▶ **Exercise goal**
Copy the lines below verbatim, but only from the line containing "of the crumpled" through the end of the data.

▶ **Stored data**
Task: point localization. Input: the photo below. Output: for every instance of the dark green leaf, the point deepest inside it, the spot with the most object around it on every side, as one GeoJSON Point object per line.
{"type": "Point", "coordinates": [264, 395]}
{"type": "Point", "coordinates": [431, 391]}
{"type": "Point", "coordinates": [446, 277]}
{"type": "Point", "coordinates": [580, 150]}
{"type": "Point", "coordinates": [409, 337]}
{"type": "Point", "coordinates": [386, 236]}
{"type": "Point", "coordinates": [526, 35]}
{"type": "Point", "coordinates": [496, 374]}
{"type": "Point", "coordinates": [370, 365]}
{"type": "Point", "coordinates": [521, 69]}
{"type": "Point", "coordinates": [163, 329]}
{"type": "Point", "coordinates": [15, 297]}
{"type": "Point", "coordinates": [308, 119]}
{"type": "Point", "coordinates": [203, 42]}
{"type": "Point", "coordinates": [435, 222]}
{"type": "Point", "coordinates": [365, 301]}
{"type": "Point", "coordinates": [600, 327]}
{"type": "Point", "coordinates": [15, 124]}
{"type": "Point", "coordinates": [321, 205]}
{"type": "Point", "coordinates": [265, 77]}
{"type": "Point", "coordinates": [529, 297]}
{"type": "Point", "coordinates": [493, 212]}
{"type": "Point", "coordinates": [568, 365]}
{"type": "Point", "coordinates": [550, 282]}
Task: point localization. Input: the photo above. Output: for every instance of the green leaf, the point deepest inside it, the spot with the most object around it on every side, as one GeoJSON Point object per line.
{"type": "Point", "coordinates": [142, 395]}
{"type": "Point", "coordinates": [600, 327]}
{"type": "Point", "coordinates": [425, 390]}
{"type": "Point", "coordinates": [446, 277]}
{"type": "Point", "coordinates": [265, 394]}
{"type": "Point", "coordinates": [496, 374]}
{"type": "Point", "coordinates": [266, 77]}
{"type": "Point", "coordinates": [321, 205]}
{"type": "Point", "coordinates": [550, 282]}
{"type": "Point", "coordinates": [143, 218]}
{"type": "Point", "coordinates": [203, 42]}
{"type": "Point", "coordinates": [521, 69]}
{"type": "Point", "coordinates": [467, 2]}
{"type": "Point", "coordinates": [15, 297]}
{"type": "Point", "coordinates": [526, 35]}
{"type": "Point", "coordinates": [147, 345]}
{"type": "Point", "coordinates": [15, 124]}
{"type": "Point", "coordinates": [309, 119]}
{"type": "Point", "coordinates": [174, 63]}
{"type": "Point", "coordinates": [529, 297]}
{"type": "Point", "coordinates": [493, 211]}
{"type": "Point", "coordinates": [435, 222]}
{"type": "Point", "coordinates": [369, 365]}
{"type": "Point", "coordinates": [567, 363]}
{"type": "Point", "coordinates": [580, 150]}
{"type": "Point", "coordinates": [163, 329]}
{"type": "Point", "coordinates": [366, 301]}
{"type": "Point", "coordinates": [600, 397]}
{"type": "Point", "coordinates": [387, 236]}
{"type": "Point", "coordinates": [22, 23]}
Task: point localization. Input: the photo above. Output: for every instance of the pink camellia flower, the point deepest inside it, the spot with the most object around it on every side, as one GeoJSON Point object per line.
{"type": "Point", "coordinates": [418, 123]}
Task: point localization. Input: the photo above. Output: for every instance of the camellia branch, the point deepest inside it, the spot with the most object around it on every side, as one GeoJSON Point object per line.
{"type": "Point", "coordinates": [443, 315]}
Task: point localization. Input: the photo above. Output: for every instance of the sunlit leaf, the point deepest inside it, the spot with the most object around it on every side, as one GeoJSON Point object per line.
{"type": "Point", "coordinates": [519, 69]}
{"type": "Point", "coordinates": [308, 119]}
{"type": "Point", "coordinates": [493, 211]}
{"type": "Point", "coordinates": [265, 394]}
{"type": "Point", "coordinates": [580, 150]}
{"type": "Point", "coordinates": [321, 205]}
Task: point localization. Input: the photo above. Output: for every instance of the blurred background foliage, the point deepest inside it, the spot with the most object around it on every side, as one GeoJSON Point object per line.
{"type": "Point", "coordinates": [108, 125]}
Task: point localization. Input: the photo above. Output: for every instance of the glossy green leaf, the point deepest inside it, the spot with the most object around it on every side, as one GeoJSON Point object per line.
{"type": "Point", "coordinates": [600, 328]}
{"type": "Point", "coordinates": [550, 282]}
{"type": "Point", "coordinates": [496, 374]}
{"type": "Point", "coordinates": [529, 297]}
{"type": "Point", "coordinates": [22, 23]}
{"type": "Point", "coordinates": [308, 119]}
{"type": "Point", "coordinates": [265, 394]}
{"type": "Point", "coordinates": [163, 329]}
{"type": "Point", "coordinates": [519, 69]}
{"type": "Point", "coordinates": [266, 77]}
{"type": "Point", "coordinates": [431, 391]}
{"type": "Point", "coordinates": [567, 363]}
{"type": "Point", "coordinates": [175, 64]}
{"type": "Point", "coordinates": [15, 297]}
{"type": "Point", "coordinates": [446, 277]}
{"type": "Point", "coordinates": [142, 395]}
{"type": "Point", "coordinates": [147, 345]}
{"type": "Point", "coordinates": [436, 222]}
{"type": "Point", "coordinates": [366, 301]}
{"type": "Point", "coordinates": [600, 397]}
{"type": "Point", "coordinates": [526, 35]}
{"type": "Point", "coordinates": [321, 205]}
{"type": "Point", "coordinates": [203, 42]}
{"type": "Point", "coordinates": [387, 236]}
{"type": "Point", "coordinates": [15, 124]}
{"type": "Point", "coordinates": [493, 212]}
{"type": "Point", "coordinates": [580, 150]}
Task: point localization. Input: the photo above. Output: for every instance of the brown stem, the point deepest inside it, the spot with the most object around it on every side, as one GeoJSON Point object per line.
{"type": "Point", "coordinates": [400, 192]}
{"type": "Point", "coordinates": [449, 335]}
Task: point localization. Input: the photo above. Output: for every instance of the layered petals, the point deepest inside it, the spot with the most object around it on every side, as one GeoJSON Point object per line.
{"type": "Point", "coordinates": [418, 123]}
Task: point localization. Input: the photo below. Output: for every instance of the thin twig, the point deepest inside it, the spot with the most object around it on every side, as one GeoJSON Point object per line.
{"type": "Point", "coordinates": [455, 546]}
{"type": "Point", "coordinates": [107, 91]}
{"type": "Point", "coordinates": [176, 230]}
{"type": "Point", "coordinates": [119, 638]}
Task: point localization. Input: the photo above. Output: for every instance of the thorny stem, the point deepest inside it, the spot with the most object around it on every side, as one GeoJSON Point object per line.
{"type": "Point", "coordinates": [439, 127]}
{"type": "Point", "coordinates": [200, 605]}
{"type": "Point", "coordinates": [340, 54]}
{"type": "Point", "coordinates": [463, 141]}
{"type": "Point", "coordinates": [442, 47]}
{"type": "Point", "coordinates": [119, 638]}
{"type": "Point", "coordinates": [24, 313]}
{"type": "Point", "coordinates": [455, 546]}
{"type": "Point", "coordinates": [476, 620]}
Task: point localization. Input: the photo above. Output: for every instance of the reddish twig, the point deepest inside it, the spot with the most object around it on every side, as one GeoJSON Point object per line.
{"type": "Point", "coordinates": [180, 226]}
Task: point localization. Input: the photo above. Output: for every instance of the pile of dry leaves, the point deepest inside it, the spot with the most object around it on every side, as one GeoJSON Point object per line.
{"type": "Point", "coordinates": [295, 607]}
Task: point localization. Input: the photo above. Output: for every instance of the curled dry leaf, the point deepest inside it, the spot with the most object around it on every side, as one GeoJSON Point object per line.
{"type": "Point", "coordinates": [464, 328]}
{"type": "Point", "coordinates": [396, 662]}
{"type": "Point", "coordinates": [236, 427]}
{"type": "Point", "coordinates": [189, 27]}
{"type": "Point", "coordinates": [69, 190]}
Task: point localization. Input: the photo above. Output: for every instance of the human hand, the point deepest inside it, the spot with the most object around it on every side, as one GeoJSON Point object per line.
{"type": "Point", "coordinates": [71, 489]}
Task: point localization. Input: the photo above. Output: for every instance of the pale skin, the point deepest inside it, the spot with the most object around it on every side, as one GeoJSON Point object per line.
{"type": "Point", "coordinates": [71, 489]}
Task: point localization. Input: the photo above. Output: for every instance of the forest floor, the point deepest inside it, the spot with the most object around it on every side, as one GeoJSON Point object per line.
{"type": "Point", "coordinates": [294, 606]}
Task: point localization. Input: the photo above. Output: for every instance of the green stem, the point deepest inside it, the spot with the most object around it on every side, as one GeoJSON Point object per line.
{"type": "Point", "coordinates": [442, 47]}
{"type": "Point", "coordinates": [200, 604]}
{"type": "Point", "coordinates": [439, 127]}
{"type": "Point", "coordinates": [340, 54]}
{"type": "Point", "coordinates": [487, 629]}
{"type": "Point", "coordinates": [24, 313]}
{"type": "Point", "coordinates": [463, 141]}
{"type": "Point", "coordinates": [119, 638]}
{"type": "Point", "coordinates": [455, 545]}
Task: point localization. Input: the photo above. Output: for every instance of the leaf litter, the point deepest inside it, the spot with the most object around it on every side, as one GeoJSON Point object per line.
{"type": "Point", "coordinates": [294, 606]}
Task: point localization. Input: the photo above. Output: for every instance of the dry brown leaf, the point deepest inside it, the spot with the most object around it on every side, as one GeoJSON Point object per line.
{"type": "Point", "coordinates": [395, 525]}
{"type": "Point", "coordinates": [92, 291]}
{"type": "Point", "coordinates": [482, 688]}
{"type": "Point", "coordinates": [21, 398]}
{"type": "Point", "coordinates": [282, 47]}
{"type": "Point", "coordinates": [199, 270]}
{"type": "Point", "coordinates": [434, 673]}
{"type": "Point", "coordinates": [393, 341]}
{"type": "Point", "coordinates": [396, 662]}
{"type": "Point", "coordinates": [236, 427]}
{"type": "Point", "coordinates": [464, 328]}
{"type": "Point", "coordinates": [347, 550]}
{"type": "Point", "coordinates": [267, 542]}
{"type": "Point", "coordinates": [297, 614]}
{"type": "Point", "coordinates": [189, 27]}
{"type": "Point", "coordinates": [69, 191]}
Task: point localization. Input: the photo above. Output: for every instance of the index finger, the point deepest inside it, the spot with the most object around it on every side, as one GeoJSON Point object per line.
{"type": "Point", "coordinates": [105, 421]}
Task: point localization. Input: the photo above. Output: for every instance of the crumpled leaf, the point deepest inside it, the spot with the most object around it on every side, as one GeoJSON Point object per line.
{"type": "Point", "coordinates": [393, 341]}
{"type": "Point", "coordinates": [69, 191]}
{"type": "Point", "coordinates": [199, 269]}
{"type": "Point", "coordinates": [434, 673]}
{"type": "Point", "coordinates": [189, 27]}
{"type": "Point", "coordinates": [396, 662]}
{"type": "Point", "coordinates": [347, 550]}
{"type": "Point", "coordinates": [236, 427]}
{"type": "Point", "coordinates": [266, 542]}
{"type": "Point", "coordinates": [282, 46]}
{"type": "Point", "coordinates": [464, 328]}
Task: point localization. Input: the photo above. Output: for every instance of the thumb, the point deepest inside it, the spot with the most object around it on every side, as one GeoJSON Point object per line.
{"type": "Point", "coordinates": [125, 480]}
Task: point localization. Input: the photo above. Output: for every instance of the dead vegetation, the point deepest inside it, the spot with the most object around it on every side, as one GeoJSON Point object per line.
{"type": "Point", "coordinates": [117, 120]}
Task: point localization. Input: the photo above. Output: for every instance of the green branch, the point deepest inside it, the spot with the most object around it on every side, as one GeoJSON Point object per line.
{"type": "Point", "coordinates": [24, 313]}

▶ **In response**
Task: point localization. Input: the photo above. Output: for every instance of the crumpled leaf, the point deepest inside it, the spot with the most object around it on every side, as one GeoJSON Point object per line.
{"type": "Point", "coordinates": [393, 341]}
{"type": "Point", "coordinates": [69, 191]}
{"type": "Point", "coordinates": [199, 269]}
{"type": "Point", "coordinates": [434, 673]}
{"type": "Point", "coordinates": [189, 27]}
{"type": "Point", "coordinates": [396, 662]}
{"type": "Point", "coordinates": [347, 550]}
{"type": "Point", "coordinates": [236, 427]}
{"type": "Point", "coordinates": [266, 542]}
{"type": "Point", "coordinates": [282, 46]}
{"type": "Point", "coordinates": [464, 328]}
Task: point localization. Input: the photo above. Output: for every instance of the thumb, the point deepest inside it, the spot with the most object around it on every side, as one GeoJSON Point object per line.
{"type": "Point", "coordinates": [125, 480]}
Task: point localization. Input: the photo above. Output: for every instance of the dead vegetation, the point deepest inside it, the spot with the most object around it on every side, as one GeoJSON Point object per line.
{"type": "Point", "coordinates": [117, 120]}
Task: point localization. Input: the photo above. Output: for every instance of the green branch, the point deepest inside it, the spot with the most object around it on every side, as one GeoJSON Point object per line.
{"type": "Point", "coordinates": [24, 313]}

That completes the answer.